> **EXERCISE**
Give back only the lines in the records below from the one with "Where can you see the textured" to the one with "Where can you see the eyeglasses?", both inclusive, word for word.

(DATA SUPPLIED)

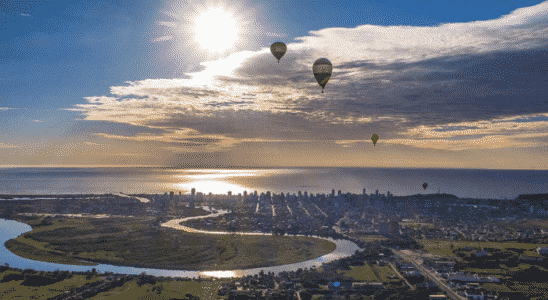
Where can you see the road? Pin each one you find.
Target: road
(144, 200)
(399, 275)
(410, 256)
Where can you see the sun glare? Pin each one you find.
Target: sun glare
(216, 30)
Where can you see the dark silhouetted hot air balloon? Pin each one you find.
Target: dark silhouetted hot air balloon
(374, 138)
(322, 69)
(278, 49)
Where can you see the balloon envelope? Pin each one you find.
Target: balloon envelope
(374, 138)
(322, 69)
(278, 49)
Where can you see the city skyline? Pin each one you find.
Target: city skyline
(186, 84)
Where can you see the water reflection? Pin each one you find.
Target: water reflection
(217, 181)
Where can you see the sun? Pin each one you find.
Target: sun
(216, 30)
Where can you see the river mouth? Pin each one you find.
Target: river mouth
(343, 248)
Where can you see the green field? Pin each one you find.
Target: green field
(18, 289)
(443, 247)
(168, 290)
(139, 243)
(370, 273)
(14, 284)
(367, 237)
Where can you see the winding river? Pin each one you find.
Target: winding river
(12, 229)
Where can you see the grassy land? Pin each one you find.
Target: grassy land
(168, 290)
(443, 247)
(370, 273)
(134, 242)
(367, 237)
(416, 224)
(362, 273)
(15, 284)
(19, 289)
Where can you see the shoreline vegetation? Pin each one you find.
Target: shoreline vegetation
(136, 239)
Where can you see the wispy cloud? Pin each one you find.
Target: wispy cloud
(163, 38)
(453, 86)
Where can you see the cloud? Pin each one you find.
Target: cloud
(163, 38)
(452, 86)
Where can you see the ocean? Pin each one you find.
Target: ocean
(492, 184)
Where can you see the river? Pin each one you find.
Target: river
(11, 229)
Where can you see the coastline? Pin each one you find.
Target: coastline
(343, 248)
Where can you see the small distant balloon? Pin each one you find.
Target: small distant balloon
(322, 69)
(374, 138)
(278, 49)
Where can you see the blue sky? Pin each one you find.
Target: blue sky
(443, 83)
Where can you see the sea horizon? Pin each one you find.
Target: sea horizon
(463, 183)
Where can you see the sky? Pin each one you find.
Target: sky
(445, 84)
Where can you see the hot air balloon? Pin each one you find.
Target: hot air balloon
(322, 69)
(374, 138)
(278, 49)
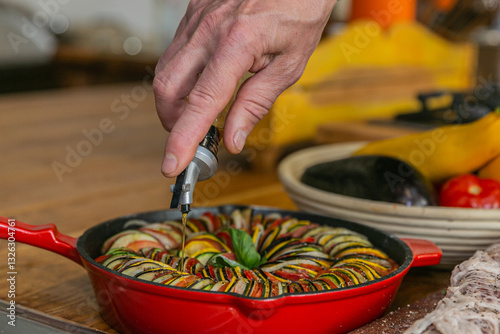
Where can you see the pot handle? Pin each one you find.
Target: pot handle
(42, 236)
(425, 252)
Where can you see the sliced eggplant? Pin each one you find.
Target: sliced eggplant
(372, 177)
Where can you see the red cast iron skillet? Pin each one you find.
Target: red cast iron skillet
(133, 306)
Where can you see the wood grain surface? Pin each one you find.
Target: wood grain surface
(112, 174)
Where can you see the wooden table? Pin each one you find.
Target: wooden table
(81, 156)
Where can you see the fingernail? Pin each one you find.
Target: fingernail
(169, 163)
(239, 139)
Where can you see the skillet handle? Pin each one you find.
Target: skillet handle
(425, 252)
(42, 236)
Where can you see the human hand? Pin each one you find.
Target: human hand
(216, 43)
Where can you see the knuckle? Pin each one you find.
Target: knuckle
(203, 96)
(257, 108)
(163, 88)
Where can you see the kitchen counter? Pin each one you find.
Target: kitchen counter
(77, 157)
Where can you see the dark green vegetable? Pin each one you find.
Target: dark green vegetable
(244, 248)
(372, 177)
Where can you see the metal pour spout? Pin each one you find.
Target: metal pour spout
(204, 164)
(201, 168)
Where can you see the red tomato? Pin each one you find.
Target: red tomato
(470, 191)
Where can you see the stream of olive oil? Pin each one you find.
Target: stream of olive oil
(184, 222)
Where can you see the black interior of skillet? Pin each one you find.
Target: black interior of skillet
(89, 244)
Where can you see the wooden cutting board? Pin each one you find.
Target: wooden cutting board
(398, 321)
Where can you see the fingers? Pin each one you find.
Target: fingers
(207, 99)
(255, 98)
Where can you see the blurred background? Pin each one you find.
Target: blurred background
(48, 44)
(377, 59)
(56, 43)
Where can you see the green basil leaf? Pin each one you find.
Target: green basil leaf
(219, 261)
(244, 248)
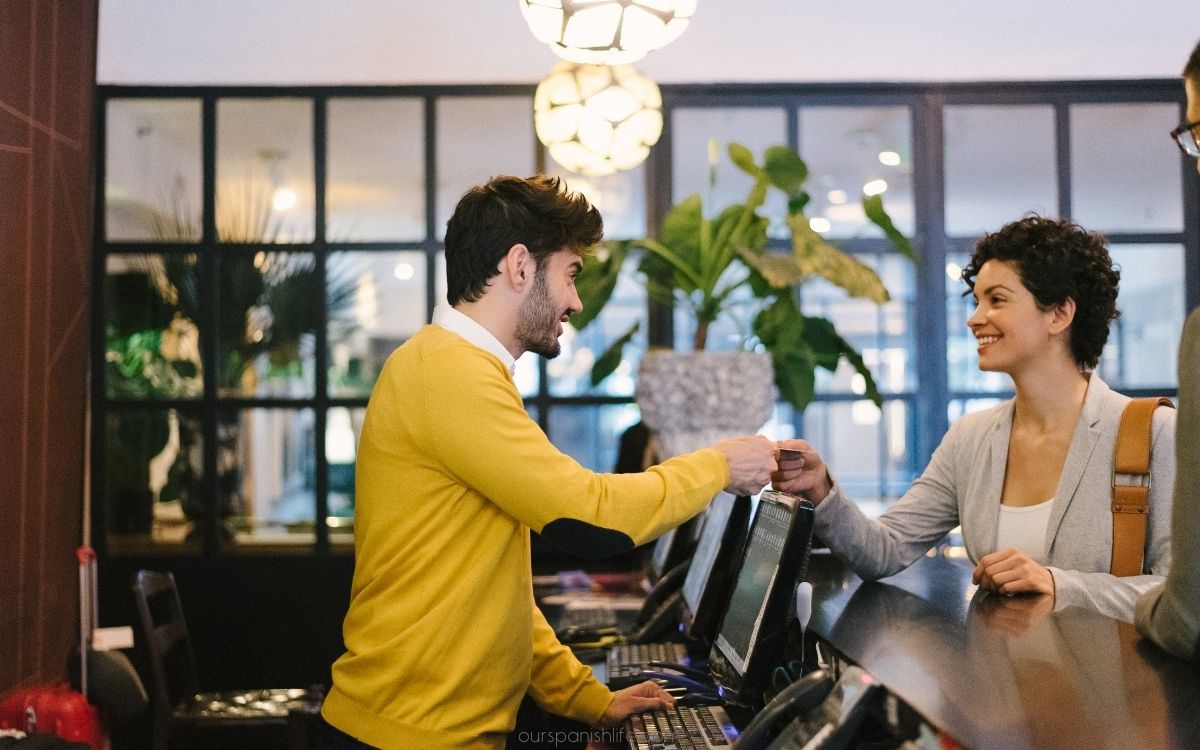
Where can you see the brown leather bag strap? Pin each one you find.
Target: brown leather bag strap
(1131, 485)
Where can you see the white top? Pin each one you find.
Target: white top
(461, 324)
(1025, 528)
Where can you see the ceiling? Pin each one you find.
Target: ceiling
(486, 41)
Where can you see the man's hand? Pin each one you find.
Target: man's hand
(804, 474)
(751, 461)
(634, 700)
(1012, 571)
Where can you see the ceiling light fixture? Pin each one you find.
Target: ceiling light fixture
(598, 119)
(606, 31)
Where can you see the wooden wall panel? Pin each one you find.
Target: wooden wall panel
(47, 78)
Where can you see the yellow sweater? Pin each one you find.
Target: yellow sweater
(443, 637)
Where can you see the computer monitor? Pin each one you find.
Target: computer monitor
(706, 591)
(751, 636)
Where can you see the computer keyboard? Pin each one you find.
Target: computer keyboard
(629, 659)
(591, 618)
(684, 727)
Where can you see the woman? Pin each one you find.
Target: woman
(1029, 480)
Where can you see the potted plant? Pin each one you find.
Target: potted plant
(711, 267)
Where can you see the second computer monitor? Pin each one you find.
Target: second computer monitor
(706, 591)
(751, 637)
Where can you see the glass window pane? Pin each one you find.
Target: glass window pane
(1121, 177)
(1000, 165)
(268, 323)
(376, 301)
(376, 185)
(153, 169)
(343, 427)
(154, 477)
(592, 433)
(882, 334)
(153, 346)
(868, 449)
(570, 372)
(849, 147)
(480, 138)
(961, 352)
(1144, 341)
(619, 197)
(755, 127)
(270, 496)
(264, 171)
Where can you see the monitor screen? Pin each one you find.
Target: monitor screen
(759, 568)
(661, 553)
(706, 551)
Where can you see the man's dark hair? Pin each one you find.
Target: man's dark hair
(490, 219)
(1057, 259)
(1192, 70)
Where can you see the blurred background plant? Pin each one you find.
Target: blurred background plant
(719, 265)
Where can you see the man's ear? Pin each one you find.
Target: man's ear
(517, 268)
(1062, 316)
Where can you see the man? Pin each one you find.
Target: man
(1170, 613)
(443, 637)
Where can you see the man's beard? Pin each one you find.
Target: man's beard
(538, 321)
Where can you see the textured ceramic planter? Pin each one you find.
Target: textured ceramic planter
(690, 400)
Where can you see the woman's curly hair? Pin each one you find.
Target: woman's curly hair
(1057, 259)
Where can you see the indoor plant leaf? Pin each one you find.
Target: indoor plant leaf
(598, 280)
(814, 256)
(607, 363)
(874, 208)
(785, 169)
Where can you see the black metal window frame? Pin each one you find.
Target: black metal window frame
(927, 102)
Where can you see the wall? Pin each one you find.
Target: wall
(48, 52)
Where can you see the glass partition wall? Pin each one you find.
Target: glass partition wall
(261, 252)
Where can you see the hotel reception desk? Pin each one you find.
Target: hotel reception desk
(1003, 672)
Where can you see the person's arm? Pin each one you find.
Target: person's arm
(559, 683)
(1170, 615)
(875, 549)
(483, 435)
(1117, 595)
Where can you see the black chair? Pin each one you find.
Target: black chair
(185, 718)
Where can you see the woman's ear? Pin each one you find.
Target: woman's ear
(1062, 316)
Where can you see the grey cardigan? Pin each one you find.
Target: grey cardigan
(1170, 615)
(963, 485)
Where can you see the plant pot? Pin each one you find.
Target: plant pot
(690, 400)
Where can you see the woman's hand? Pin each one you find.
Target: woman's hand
(1012, 571)
(802, 473)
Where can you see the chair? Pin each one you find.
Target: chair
(181, 717)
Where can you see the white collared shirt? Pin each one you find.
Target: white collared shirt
(461, 324)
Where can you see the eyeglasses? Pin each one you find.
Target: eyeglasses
(1186, 137)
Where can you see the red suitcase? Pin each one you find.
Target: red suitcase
(54, 709)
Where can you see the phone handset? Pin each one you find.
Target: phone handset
(796, 700)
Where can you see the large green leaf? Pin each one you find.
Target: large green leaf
(779, 271)
(743, 159)
(814, 256)
(874, 208)
(681, 228)
(785, 169)
(598, 280)
(610, 360)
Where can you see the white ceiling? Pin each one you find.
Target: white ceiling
(486, 41)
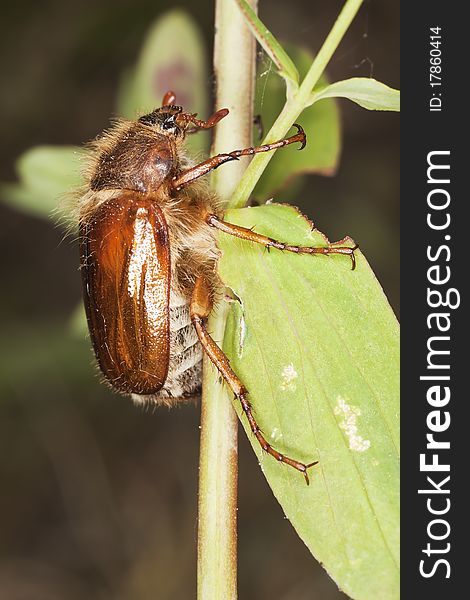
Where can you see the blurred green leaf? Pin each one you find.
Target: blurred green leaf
(320, 122)
(173, 57)
(366, 92)
(45, 174)
(316, 344)
(270, 45)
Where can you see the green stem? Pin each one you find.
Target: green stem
(295, 104)
(234, 65)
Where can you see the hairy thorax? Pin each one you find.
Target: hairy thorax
(130, 173)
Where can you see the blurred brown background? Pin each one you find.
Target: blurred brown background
(98, 499)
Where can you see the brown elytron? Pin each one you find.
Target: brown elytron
(148, 258)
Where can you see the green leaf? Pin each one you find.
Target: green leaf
(316, 345)
(320, 122)
(270, 45)
(46, 173)
(173, 57)
(366, 92)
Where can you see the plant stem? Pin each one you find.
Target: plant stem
(295, 104)
(234, 65)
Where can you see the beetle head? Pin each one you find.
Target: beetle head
(166, 119)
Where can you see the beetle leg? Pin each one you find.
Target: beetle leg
(201, 306)
(187, 177)
(249, 235)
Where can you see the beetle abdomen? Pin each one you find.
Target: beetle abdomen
(126, 272)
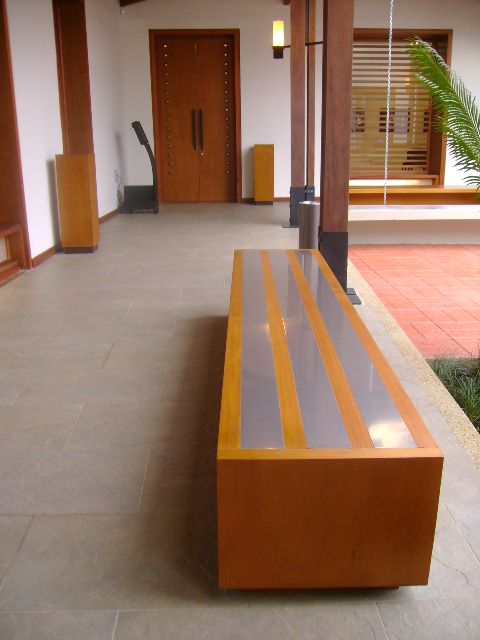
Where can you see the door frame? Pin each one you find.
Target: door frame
(155, 33)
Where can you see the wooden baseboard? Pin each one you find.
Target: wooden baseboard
(412, 196)
(9, 269)
(401, 195)
(108, 216)
(45, 255)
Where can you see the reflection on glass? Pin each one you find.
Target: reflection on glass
(373, 399)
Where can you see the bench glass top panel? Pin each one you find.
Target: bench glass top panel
(304, 370)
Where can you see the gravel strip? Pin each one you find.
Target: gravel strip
(461, 426)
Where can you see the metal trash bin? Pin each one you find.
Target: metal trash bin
(309, 218)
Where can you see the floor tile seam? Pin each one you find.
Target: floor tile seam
(381, 620)
(464, 538)
(112, 344)
(127, 312)
(461, 346)
(30, 377)
(17, 551)
(145, 471)
(420, 600)
(75, 423)
(115, 625)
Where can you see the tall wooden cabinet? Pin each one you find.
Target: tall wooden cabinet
(77, 202)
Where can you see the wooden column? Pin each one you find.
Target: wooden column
(76, 181)
(297, 89)
(336, 124)
(13, 217)
(311, 52)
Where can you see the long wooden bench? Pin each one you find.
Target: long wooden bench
(326, 475)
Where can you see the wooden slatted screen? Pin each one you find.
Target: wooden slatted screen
(410, 120)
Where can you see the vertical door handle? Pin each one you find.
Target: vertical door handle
(194, 130)
(200, 127)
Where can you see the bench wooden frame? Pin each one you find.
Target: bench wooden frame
(298, 517)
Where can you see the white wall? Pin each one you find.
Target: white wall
(32, 43)
(463, 16)
(265, 83)
(106, 92)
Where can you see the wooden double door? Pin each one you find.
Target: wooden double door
(195, 116)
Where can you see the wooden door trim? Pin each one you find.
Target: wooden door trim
(21, 249)
(235, 33)
(440, 140)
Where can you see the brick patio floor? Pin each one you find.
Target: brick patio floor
(433, 291)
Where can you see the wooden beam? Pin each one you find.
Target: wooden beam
(297, 88)
(311, 53)
(297, 107)
(336, 124)
(12, 209)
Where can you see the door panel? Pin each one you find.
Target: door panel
(194, 100)
(176, 152)
(215, 68)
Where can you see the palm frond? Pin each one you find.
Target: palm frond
(458, 115)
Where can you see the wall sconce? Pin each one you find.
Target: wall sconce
(278, 42)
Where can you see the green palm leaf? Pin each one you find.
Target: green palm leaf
(458, 115)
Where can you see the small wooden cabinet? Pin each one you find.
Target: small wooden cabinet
(77, 202)
(264, 172)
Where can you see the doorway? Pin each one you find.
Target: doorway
(196, 114)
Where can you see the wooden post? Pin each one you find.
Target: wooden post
(311, 51)
(336, 124)
(297, 89)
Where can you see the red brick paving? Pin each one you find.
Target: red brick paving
(433, 291)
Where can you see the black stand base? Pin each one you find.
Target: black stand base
(140, 199)
(297, 195)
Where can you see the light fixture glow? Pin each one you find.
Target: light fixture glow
(278, 33)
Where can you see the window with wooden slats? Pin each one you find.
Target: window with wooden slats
(409, 123)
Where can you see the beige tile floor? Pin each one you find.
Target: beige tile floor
(110, 374)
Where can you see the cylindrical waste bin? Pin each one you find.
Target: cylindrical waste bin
(309, 215)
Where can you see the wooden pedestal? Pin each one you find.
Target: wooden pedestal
(264, 173)
(77, 202)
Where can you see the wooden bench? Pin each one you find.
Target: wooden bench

(End DATA SUPPLIED)

> **RESPONSE AREA**
Where can you see the textured ceramic planter? Pin each one you find.
Target: textured ceramic planter
(690, 400)
Where can you see the woman's curly hair? Pin each one you find.
Target: woman's curly hair
(1057, 259)
Where can you see the indoor plant leaf? Pin each one you find.
Target: indoor plant leaf
(598, 280)
(814, 256)
(607, 363)
(874, 208)
(785, 169)
Where can you see the black metal window frame? Pin each one you find.
Target: black metal window frame
(927, 102)
Where can you see the wall? Pin each one you find.
Target: wall
(48, 52)
Where can you see the glass partition wall? Pin each one you find.
Target: glass partition wall
(261, 252)
Where can you see the hotel reception desk? Pin each one you find.
Target: hotel reception desk
(1003, 672)
Where can you see the person's arm? Pin each one you find.
Target: person's arm
(559, 683)
(1170, 615)
(875, 549)
(483, 435)
(1117, 595)
Where can you see the black chair? Pin each one you find.
Target: black chair
(185, 718)
Where can you see the woman's ear? Pin each one you find.
Target: woman's ear
(1062, 316)
Where can you see the grey cardigan? Pin each one you find.
Target: grey cardigan
(1170, 615)
(963, 485)
Where can you see the plant pot? Pin each one you find.
Target: plant pot
(690, 400)
Where can you see the woman's hand? Pin each one you find.
Target: woman's hand
(1012, 571)
(802, 473)
Where can you see the chair? Pin each one you find.
Target: chair
(181, 717)
Where can you see the white collared shirt? Pin each one you find.
Target: white collared shirt
(461, 324)
Where can you see the eyeglasses? Pin each one you find.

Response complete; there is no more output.